> [Objective] Copy every one of the rows below word for word, changing nothing.

> [Material to process]
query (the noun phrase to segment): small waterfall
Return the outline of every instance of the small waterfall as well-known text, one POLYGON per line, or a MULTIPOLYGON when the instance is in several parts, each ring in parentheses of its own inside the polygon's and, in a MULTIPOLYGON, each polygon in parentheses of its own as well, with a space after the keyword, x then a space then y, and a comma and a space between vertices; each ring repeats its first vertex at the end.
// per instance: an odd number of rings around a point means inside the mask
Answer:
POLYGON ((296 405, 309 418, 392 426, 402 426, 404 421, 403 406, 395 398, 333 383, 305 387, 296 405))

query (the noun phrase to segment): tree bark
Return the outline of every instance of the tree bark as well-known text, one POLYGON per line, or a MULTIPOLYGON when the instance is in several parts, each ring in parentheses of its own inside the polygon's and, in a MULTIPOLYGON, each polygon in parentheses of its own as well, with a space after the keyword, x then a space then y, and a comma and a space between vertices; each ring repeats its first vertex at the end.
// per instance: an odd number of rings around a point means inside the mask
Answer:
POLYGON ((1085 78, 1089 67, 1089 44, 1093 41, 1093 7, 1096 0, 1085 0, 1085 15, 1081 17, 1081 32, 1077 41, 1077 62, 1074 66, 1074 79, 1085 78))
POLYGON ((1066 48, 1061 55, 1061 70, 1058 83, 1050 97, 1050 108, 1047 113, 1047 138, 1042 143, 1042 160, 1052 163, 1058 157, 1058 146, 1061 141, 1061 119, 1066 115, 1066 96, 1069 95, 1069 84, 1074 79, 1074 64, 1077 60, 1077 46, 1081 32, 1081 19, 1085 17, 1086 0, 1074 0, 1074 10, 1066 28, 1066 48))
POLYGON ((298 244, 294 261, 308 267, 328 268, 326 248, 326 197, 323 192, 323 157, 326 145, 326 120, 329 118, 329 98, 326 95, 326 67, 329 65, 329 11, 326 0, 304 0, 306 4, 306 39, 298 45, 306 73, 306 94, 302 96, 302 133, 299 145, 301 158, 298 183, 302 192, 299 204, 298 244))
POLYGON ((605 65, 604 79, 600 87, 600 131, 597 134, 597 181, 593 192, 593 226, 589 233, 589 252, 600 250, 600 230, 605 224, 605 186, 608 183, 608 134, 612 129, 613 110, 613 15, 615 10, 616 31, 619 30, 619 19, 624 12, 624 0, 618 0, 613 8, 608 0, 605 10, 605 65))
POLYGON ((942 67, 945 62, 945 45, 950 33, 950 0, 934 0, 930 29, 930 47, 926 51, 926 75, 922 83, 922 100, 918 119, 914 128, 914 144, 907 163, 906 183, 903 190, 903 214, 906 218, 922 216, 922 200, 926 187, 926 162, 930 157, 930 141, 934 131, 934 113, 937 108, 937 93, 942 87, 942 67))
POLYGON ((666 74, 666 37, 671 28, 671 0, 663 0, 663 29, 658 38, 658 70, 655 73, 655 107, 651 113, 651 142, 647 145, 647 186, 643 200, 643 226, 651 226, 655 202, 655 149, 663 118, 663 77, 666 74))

> [Exercise response]
query (the noun phrase to segment): small waterfall
Return the outline of every instance of the small waterfall as well-known text, one POLYGON per line, or a MULTIPOLYGON when the instance is in several parts, each ring in parentheses of its own inside the polygon's and, in a MULTIPOLYGON, each polygon in parentheses of its own as well, with a space after the keyword, x then a space then y, and a comma and a space between vertices; each ring repeats its first vertex at the end.
// per instance: an odd number of rings around a point means inside the mask
Answer:
POLYGON ((296 405, 309 418, 392 426, 402 426, 404 421, 403 406, 395 398, 333 383, 305 387, 296 405))

query (the noun phrase to segment): tree bark
Return the outline of every instance of the tree bark as well-known text, one POLYGON per line, or a MULTIPOLYGON when the instance is in several parts, each ring in parentheses of its own inside the polygon's and, in a MULTIPOLYGON, each polygon in parentheses of its own as well, with a space after the keyword, x then a space then y, and a comma and a space between vertices; each ring repeats its first vertex at the end.
// per instance: an odd number of rings around a point means inside the mask
Answer:
POLYGON ((1085 78, 1089 67, 1089 44, 1093 41, 1093 7, 1096 0, 1085 0, 1085 15, 1081 17, 1081 32, 1077 41, 1077 62, 1074 66, 1074 79, 1085 78))
POLYGON ((1066 48, 1061 55, 1061 70, 1058 83, 1050 97, 1050 108, 1047 113, 1047 138, 1042 143, 1042 160, 1052 163, 1058 157, 1058 146, 1061 141, 1061 119, 1066 115, 1066 96, 1069 95, 1069 84, 1074 79, 1074 64, 1077 60, 1077 46, 1081 32, 1081 19, 1085 17, 1086 0, 1074 0, 1074 10, 1066 28, 1066 48))
POLYGON ((298 244, 294 261, 308 267, 328 268, 326 248, 326 197, 323 192, 323 157, 326 145, 326 120, 329 118, 329 98, 326 95, 326 67, 329 65, 329 11, 326 0, 304 0, 306 4, 306 39, 298 45, 306 73, 306 94, 302 96, 302 133, 299 145, 301 158, 298 183, 302 192, 299 204, 298 244))
POLYGON ((605 65, 604 79, 600 87, 600 131, 597 134, 597 181, 593 192, 593 226, 589 233, 589 252, 600 250, 600 230, 605 224, 605 186, 608 183, 608 134, 612 129, 613 110, 613 15, 615 10, 616 31, 619 30, 619 19, 624 12, 624 0, 618 0, 613 8, 608 0, 605 10, 605 65))
POLYGON ((942 67, 945 62, 945 45, 950 33, 950 0, 934 0, 930 29, 930 47, 926 51, 926 75, 922 83, 922 100, 918 119, 914 128, 914 144, 907 163, 906 183, 903 190, 903 214, 906 218, 922 216, 922 200, 926 187, 926 162, 930 157, 930 141, 934 131, 934 113, 937 108, 937 93, 942 87, 942 67))
POLYGON ((666 74, 666 37, 671 28, 671 0, 663 0, 663 29, 658 38, 658 70, 655 73, 655 107, 651 113, 651 142, 647 145, 647 186, 643 200, 643 226, 651 226, 655 202, 655 149, 663 118, 663 77, 666 74))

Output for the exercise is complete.